SET EXERCISE:
Please copy every item below word for word, leaving out the pictures.

##### GIVEN ENTRIES #####

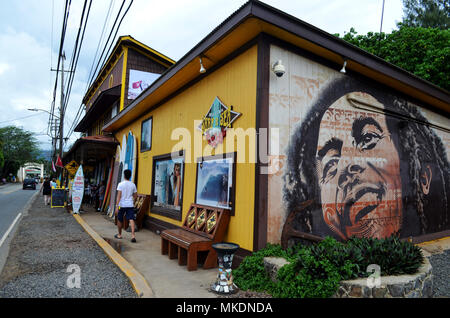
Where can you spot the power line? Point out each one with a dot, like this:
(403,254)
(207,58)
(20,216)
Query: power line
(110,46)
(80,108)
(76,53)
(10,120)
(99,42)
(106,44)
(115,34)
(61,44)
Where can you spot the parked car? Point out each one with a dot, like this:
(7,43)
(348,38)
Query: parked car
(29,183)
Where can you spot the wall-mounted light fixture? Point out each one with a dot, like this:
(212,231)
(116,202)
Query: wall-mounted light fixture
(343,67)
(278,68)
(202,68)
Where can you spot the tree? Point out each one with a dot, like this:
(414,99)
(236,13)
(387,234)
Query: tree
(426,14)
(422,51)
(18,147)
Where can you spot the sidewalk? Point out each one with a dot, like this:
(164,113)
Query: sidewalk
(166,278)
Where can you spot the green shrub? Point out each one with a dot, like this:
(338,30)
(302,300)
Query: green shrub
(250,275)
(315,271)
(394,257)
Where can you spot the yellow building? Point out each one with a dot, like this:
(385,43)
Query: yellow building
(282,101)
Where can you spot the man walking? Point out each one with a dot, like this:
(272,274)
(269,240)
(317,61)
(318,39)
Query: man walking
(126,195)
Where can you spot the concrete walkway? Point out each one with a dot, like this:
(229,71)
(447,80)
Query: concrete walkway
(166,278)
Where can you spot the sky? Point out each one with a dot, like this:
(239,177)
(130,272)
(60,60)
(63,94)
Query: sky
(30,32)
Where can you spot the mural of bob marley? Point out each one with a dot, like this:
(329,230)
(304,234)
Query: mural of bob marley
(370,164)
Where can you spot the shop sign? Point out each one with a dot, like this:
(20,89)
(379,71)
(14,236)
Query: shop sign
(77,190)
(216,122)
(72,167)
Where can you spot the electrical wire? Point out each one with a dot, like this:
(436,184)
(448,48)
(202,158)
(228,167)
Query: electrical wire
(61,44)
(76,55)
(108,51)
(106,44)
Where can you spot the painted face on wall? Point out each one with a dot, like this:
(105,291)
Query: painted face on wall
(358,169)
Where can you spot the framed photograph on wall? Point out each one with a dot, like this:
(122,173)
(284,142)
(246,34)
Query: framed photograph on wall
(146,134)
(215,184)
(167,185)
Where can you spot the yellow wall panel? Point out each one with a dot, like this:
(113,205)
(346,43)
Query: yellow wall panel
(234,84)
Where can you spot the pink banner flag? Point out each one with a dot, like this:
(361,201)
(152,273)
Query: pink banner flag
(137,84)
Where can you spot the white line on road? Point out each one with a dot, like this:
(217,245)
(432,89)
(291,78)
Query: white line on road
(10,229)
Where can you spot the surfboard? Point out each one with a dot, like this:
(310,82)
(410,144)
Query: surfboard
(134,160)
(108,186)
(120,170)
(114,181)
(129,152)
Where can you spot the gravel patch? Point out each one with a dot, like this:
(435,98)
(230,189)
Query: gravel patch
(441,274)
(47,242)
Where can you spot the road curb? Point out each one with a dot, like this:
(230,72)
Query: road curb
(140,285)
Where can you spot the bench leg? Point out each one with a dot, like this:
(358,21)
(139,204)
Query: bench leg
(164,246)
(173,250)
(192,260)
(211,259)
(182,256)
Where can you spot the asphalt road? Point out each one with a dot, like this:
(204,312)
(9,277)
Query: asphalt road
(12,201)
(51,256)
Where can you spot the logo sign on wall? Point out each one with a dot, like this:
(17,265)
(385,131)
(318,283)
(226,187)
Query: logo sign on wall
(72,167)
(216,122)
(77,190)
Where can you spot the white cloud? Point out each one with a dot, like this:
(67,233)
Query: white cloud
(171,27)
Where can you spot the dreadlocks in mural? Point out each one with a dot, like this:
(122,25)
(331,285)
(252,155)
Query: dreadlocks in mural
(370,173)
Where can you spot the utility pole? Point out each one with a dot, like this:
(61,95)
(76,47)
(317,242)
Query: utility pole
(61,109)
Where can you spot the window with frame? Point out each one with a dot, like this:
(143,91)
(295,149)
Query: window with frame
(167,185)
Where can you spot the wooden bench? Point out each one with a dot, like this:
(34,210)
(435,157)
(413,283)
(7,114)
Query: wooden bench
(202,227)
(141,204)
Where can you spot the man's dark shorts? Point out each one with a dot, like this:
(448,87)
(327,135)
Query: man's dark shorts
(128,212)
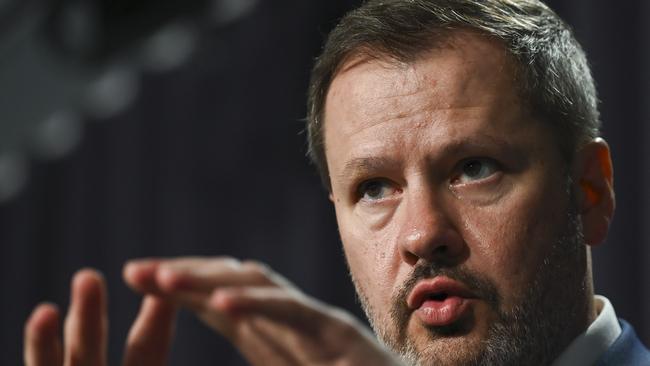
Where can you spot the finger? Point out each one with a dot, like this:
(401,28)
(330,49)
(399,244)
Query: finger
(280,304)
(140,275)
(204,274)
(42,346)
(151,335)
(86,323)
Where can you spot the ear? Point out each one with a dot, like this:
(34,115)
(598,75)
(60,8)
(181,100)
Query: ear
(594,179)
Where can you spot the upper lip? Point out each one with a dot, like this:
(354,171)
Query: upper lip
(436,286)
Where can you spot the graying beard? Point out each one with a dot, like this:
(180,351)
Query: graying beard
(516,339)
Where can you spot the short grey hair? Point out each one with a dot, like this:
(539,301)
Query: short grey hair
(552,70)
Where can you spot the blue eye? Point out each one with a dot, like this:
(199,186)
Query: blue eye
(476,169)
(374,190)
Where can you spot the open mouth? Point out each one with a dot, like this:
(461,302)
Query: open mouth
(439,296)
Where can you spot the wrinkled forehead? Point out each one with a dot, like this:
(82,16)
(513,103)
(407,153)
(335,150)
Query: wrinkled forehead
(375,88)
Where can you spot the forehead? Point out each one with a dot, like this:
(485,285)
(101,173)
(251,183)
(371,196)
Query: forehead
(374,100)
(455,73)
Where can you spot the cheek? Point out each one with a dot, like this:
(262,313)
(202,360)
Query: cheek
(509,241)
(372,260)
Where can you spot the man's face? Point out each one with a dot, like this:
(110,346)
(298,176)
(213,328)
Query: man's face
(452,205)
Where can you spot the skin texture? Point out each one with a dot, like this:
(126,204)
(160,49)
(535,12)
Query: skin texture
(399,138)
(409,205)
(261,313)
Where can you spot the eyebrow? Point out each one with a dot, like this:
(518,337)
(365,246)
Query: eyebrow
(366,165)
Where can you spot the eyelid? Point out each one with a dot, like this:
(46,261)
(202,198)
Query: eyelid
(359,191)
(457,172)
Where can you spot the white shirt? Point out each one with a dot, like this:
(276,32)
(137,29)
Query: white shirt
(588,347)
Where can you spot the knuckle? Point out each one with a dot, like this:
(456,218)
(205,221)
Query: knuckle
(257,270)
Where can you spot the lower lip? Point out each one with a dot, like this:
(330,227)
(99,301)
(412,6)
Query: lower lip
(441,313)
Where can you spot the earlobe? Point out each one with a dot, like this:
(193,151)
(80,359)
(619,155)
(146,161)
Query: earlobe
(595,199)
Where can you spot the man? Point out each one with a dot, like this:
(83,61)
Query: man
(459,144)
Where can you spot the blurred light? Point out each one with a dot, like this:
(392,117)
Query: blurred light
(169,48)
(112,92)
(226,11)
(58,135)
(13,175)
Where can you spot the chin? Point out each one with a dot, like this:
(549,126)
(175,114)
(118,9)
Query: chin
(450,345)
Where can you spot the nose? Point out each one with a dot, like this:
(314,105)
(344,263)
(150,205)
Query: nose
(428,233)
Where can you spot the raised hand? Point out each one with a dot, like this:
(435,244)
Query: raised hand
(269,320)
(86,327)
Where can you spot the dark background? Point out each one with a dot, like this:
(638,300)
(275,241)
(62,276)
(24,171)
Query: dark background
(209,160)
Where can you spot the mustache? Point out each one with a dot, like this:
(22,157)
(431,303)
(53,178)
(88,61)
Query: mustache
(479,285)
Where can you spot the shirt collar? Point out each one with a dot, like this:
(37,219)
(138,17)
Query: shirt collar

#####

EXERCISE SOLUTION:
Where can you spot the power line? Point out each one with a dot, like this:
(403,254)
(207,58)
(20,216)
Query: power line
(110,46)
(80,108)
(76,53)
(10,120)
(99,42)
(106,44)
(115,34)
(61,44)
Where can you spot the parked car? Point out each one with a dot, like this:
(7,43)
(348,38)
Query: parked car
(29,183)
Where can you spot the wall-mounted light fixture? Point out each one with a dot, like this:
(212,231)
(116,202)
Query: wall-mounted light fixture
(343,67)
(278,68)
(202,68)
Where can you spot the tree? Point out each one with a dot, like this:
(414,99)
(236,13)
(387,234)
Query: tree
(426,14)
(422,51)
(18,147)
Where can you spot the sidewalk? Point out each one with a dot, like this:
(164,113)
Query: sidewalk
(166,278)
Where can you spot the green shrub? Point out each one with a dot, like this:
(338,30)
(302,300)
Query: green shrub
(250,275)
(315,271)
(394,257)
Where can you spot the yellow building? Point out each one with a dot, like this:
(385,43)
Query: yellow building
(282,101)
Where can you spot the man walking? Point out each one with a dot, like this:
(272,274)
(269,240)
(317,61)
(318,39)
Query: man walking
(126,195)
Where can you spot the concrete walkway? Point out each one with a dot, like this:
(229,71)
(447,80)
Query: concrete walkway
(166,278)
Where can you spot the sky? Point out each one with a dot, like this:
(239,177)
(130,272)
(60,60)
(63,94)
Query: sky
(30,32)
Where can you spot the mural of bob marley? Point out each one with a dot, like this:
(329,230)
(304,234)
Query: mural of bob marley
(370,164)
Where can you spot the shop sign? Point out each one with a dot, like this:
(20,89)
(379,71)
(14,236)
Query: shop sign
(77,190)
(216,122)
(72,167)
Where can you spot the electrical wire? Point out each one with a dot, like this:
(436,184)
(448,48)
(202,158)
(228,167)
Query: electrical wire
(61,44)
(76,55)
(108,51)
(106,44)
Where can you spot the painted face on wall? Point out each one with a dot, like this:
(105,291)
Query: painted face on wall
(358,169)
Where can you spot the framed photograph on wall? Point out each one with a dot, like this:
(122,173)
(284,142)
(246,34)
Query: framed photograph on wall
(146,134)
(215,184)
(167,185)
Where can you spot the yellow wall panel? Point out each one with a dot, like this:
(113,205)
(346,43)
Query: yellow wall panel
(234,84)
Where can you spot the pink banner flag? Point out each one with a dot, like this:
(361,201)
(152,273)
Query: pink banner flag
(137,84)
Where can you spot the white line on road? Point out each one with a dot, like this:
(217,245)
(432,89)
(291,78)
Query: white line on road
(10,229)
Where can you spot the surfboard? Point out each one with a dot, like this:
(310,82)
(410,144)
Query: surfboard
(134,160)
(108,186)
(120,170)
(114,181)
(129,152)
Where can you spot the gravel patch? Point out each one with a dot, like this:
(435,98)
(230,189)
Query: gravel patch
(441,274)
(47,242)
Where can you spot the road curb? Point out each one with a dot, like this:
(230,72)
Query: road curb
(140,285)
Where can you spot the bench leg? Point out each one with a dot, like this:
(358,21)
(139,204)
Query: bench leg
(164,246)
(173,250)
(192,260)
(211,259)
(182,256)
Where can you spot the asphalt road? Point out each one with a dot, like this:
(204,312)
(9,277)
Query: asphalt road
(12,201)
(51,256)
Where can you spot the logo sign on wall? Point out each one with a dot, like this:
(17,265)
(385,131)
(318,283)
(226,187)
Query: logo sign on wall
(72,167)
(216,122)
(77,190)
Where can you spot the white cloud? Point out each one with a dot, like this:
(67,233)
Query: white cloud
(171,27)
Where can you spot the dreadlocks in mural? Point out each one with a dot, like this:
(122,25)
(331,285)
(252,155)
Query: dreadlocks in mural
(370,173)
Where can you spot the utility pole? Point out each one with a dot, like this:
(61,95)
(76,47)
(317,242)
Query: utility pole
(61,109)
Where can you spot the window with frame? Point out each one with a dot, like this:
(143,91)
(295,149)
Query: window with frame
(167,185)
Where can you spot the wooden bench? Point out each one with a dot, like this:
(34,210)
(435,157)
(413,283)
(7,114)
Query: wooden bench
(202,227)
(141,204)
Where can you spot the man's dark shorts? Point out each one with a dot, like this:
(448,87)
(327,135)
Query: man's dark shorts
(128,212)
Where can you spot the finger? Point out each one with a dot, like this:
(401,28)
(330,49)
(399,244)
Query: finger
(280,304)
(140,275)
(204,274)
(42,346)
(151,335)
(86,323)
Where can you spot the ear? Point out each one with a dot, like this:
(34,115)
(598,75)
(60,8)
(181,100)
Query: ear
(594,179)
Where can you spot the upper lip? Point out each one with a dot, like this:
(354,171)
Query: upper lip
(436,286)
Where can you spot the graying beard? Point out each one with a dot, like this:
(180,351)
Query: graying beard
(516,339)
Where can you spot the short grey hair? Point out each one with a dot, like this:
(539,301)
Query: short grey hair
(552,70)
Where can you spot the blue eye? Point out each one with a dot, like this:
(199,186)
Query: blue eye
(476,169)
(374,190)
Where can you spot the open mouth? Point out each one with a dot, like this:
(461,302)
Query: open mouth
(439,296)
Where can you spot the wrinkled forehead? Point out each one with a dot, like this:
(82,16)
(513,103)
(407,153)
(335,150)
Query: wrinkled forehead
(375,88)
Where can you spot the forehead? Point out each one with a dot, like this:
(485,285)
(101,173)
(251,183)
(371,196)
Query: forehead
(374,100)
(455,73)
Where can you spot the cheek? Point out each one with a dot, like this:
(262,313)
(202,360)
Query: cheek
(509,241)
(372,260)
Where can you spot the man's face? Point out each one with a dot, like this:
(110,346)
(298,176)
(213,328)
Query: man's face
(452,205)
Where can you spot the skin texture? Point out each one with a dot, like this:
(126,204)
(160,49)
(535,12)
Query: skin texture
(399,138)
(409,205)
(261,313)
Where can you spot the eyebrow? Point out each one with a dot, like this:
(518,337)
(365,246)
Query: eyebrow
(366,165)
Where can you spot the eyelid? Point out each one with a dot, like this:
(46,261)
(202,198)
Query: eyelid
(359,191)
(457,172)
Where can you spot the white shirt? Point out each one with a dot, like this:
(276,32)
(137,29)
Query: white shirt
(588,347)
Where can you spot the knuckle? Point out each one with a dot, like this:
(456,218)
(205,221)
Query: knuckle
(257,270)
Where can you spot the lower lip? Point out each one with a dot, like this:
(330,227)
(99,301)
(412,6)
Query: lower lip
(441,313)
Where can you spot the earlobe? Point out each one with a dot, like this:
(193,151)
(80,359)
(619,155)
(146,161)
Query: earlobe
(595,199)
Where can you spot the man? Point out each one with a dot, like this:
(83,61)
Query: man
(459,144)
Where can you spot the blurred light? Point out each one with a dot, like this:
(392,117)
Query: blurred light
(169,48)
(112,92)
(226,11)
(58,135)
(13,175)
Where can you spot the chin? Point out each one with a dot, like this:
(549,126)
(175,114)
(118,9)
Query: chin
(450,345)
Where can you spot the nose? Point out each one with a dot, like this:
(314,105)
(344,263)
(150,205)
Query: nose
(428,233)
Where can you spot the raised hand? Point out each one with a dot, like this:
(435,244)
Query: raised hand
(269,320)
(86,327)
Where can you spot the dark background? Point out each one with a dot, like this:
(638,300)
(275,241)
(62,276)
(24,171)
Query: dark background
(209,160)
Where can you spot the mustache? Point out each one with a dot, like this:
(22,157)
(431,303)
(53,178)
(88,61)
Query: mustache
(479,285)
Where can you spot the shirt collar? Point out each one with a dot, like this:
(37,219)
(138,17)
Query: shirt collar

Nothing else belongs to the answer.